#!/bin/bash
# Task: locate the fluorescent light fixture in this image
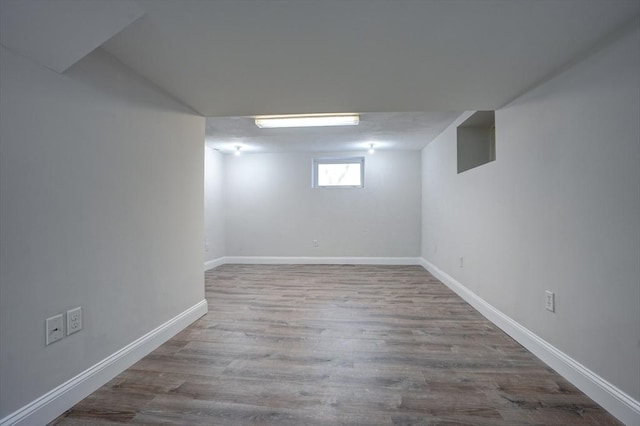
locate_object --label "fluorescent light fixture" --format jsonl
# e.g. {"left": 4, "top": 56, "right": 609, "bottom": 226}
{"left": 255, "top": 113, "right": 359, "bottom": 128}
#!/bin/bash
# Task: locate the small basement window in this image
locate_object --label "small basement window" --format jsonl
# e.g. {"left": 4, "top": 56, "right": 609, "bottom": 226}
{"left": 457, "top": 110, "right": 496, "bottom": 173}
{"left": 313, "top": 157, "right": 364, "bottom": 188}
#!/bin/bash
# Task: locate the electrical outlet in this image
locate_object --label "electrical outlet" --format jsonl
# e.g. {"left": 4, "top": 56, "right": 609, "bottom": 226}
{"left": 67, "top": 307, "right": 82, "bottom": 335}
{"left": 313, "top": 239, "right": 318, "bottom": 247}
{"left": 459, "top": 256, "right": 464, "bottom": 268}
{"left": 46, "top": 314, "right": 64, "bottom": 345}
{"left": 545, "top": 291, "right": 555, "bottom": 312}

........

* [WORK TASK]
Every line from the one containing "# Task: locate the fluorescent" through the last line of the records is to be reproduced exactly, with pictures left out and nothing else given.

* [TASK ANSWER]
# Task: locate the fluorescent light fixture in this image
locate_object --label "fluorescent light fixture" --format jsonl
# e.g. {"left": 4, "top": 56, "right": 609, "bottom": 226}
{"left": 255, "top": 113, "right": 359, "bottom": 128}
#!/bin/bash
# Task: locate the small basement window in this image
locate_object --label "small basement window" --format jsonl
# e.g. {"left": 4, "top": 56, "right": 609, "bottom": 226}
{"left": 457, "top": 110, "right": 496, "bottom": 173}
{"left": 313, "top": 157, "right": 364, "bottom": 188}
#!/bin/bash
# Task: locate the electrical outlet in this image
locate_object --label "electrical outlet" --format jsonl
# e.g. {"left": 4, "top": 56, "right": 609, "bottom": 226}
{"left": 67, "top": 307, "right": 82, "bottom": 335}
{"left": 313, "top": 239, "right": 318, "bottom": 247}
{"left": 459, "top": 256, "right": 464, "bottom": 268}
{"left": 46, "top": 314, "right": 64, "bottom": 345}
{"left": 545, "top": 291, "right": 555, "bottom": 312}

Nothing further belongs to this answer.